## USING THE INFORMATION
(1) In the passage below on house fly resistance to insecticides, during which years was the build-up of resistance monitored in Denmark?
(2) Write the next part of the house fly insecticide resistance passage, picking up after its final sentence.

*** SUPPLIED PASSAGE

The house fly is one of the most highly-developed insects, with rapid and efficient reproduction. The adult is omnivorous, highly adaptable, and appears to have "the greatest ability to develop resistance to insecticides over the widest geographical area” (Agarwal, 1979: UNEP report).
Resistance to insecticides is an evolutionary process. With hindsight, it is therefore clear why this species has rapidly developed resistance to various insecticides.
The build up of resistance to insecticides, from DDT onwards, was very carefully monitored in Denmark between 1948 and 1992 (Keiding, 1999). Studying resistance in houseflies also enabled decisions to be made regarding resistance prevention in less adaptable (and less easily cultured) insects.
Regular and widespread use of residual insecticides in animal houses in Denmark led to rapid development of resistance, although these treatments remained partially effective for a long period of time.
Key factors were the exposure of sequential generations of semi-isolated populations, with great seasonal fluctuations, to sub-lethal doses of insecticide.
Each such selected (pressurised) population leaves survivors. Some of these flies survived because they carried genetic information which enabled them to deal with the insecticides.
Exposure was repeated with the offspring and the genetic traits strengthened. With time, selection for resistance, and other fitness factors (especially winter hardiness), can overlap so that the final populations are both resistant and fit.
Once this stage is reached, resistance will not disappear when selection pressure stops.
The use of a sugar bait in Denmark, painted on fly resting places, from 1958 onwards, did not induce important resistance. On the other hand, intensive, regular use of aerosols did create resistant populations.

******
*** PROVIDED INFORMATION

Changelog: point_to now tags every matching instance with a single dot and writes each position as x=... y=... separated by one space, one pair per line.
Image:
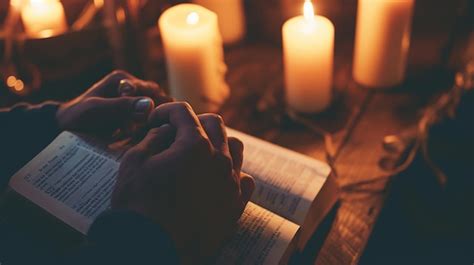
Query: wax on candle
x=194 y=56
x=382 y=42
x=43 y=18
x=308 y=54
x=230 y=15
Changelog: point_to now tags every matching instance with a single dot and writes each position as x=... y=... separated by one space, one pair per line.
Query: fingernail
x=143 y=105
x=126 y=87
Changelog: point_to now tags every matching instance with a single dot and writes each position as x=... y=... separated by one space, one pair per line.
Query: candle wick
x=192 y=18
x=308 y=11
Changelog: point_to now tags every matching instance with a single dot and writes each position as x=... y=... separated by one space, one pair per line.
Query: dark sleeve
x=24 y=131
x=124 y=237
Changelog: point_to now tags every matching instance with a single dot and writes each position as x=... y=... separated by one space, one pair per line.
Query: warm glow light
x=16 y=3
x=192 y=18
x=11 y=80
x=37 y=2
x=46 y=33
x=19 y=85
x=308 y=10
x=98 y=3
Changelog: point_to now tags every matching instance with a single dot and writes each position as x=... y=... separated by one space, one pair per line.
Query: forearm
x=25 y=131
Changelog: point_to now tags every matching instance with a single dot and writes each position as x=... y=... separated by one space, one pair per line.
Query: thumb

******
*** PROVIDED INFORMATION

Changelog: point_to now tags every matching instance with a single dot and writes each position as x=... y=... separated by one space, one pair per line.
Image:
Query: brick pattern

******

## ANSWERS GIVEN
(1) From 1948 to 1992.

(2)
Indiscriminate use of an insecticide with a broad spectrum of activity against adults and larvae is likely to produce resistance against the individual chemical. Killing beneficial mites, wasps, beetles and spiders further aggravates the situation.
Cross-resistance has also become a major consideration, as resistance to older products has been found to confer resistance to newer products.
This can be because the chemicals share a mutual target site within the insect (e.g. DDT and synthetic pyrethroids), or because of broadly effective mechanisms (e.g. penetration resistance), or because specific biochemical mechanisms affect both molecules (e.g. elevated esterase levels).
As resistance combined with fitness tends to be stable in house fly populations, sequential build up of multiresistant strains was seen.
Many factors: genetic, biological and operational play a role in the evolution of resistance (Georghiou & Taylor, 1986). They can be evaluated in a 'Resistance Risk Assessment' (Keiding, 1986).
Novel compounds should be chosen on their ability to kill multiresistant strains and on their lack of resistance development under selection pressure in the laboratory (Keiding et al, 1991, 1992).